WHAT IS NEEDED. Identify every line in the data below that contains the string "sleeve", and copy each of those lines in full.

##########

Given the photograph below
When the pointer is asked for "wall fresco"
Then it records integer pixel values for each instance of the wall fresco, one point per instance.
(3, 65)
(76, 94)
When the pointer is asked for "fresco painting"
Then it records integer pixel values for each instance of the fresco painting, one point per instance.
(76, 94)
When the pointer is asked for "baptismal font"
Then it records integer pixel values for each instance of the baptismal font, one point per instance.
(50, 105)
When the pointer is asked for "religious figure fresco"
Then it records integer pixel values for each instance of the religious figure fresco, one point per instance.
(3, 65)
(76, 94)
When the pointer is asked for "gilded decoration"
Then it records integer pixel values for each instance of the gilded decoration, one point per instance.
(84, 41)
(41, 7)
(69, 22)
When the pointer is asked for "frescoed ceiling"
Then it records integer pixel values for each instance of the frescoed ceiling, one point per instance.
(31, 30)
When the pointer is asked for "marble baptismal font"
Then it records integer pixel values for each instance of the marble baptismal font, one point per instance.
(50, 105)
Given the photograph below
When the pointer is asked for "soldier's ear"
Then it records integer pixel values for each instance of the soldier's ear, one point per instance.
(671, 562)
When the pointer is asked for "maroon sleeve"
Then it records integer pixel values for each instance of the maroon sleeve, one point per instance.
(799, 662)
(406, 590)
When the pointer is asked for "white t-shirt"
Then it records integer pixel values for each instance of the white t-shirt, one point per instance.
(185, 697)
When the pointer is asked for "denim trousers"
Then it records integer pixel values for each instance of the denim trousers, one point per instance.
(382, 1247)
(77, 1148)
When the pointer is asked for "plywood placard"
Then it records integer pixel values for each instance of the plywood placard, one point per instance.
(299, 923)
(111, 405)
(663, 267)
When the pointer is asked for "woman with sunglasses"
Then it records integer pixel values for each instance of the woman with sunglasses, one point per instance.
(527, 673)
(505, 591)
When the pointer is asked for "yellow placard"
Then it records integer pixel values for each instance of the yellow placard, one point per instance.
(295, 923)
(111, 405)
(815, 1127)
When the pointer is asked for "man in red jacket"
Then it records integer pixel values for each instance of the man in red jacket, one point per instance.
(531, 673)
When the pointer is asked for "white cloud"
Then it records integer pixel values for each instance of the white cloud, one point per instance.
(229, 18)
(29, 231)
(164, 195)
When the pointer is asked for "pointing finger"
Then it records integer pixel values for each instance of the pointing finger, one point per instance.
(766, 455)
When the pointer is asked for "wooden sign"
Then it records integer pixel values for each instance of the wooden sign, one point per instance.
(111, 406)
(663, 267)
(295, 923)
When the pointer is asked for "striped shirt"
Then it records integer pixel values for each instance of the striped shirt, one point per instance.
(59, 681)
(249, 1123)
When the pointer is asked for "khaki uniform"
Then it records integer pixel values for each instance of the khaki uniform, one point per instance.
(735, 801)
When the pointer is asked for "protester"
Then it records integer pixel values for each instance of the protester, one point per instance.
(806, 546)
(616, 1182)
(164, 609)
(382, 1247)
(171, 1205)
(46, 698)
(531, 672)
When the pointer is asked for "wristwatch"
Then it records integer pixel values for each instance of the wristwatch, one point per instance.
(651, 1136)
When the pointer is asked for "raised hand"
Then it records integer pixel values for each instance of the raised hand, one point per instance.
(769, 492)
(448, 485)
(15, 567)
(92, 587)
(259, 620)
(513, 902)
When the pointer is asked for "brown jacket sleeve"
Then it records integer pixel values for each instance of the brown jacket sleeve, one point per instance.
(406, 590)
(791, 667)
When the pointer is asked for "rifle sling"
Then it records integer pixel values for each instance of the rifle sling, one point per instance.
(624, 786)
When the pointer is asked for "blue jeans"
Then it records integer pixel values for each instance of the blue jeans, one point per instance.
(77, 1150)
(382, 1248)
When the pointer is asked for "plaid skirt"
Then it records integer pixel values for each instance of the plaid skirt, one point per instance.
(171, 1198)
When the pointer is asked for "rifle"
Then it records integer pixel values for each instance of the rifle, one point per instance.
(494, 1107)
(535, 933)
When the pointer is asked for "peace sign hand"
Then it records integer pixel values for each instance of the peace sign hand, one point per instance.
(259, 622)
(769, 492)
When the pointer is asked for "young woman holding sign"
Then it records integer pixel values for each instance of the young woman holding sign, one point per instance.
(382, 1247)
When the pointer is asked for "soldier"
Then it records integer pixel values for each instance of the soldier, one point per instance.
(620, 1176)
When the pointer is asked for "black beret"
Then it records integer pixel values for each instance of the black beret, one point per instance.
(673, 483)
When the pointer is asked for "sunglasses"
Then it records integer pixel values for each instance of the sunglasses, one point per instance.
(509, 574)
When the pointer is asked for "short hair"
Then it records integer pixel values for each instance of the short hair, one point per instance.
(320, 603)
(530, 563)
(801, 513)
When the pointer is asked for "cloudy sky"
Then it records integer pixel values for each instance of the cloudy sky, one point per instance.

##########

EXERCISE SOLUTION.
When the pointer is asked for "maroon sleeve"
Then it records integer pixel values for each instance of the maroon sleeve, one point per instance.
When the pointer is asked for "brown jacket sleeve"
Then it records integer pixel values for each instance of the brown jacket sleeve, one point per instance.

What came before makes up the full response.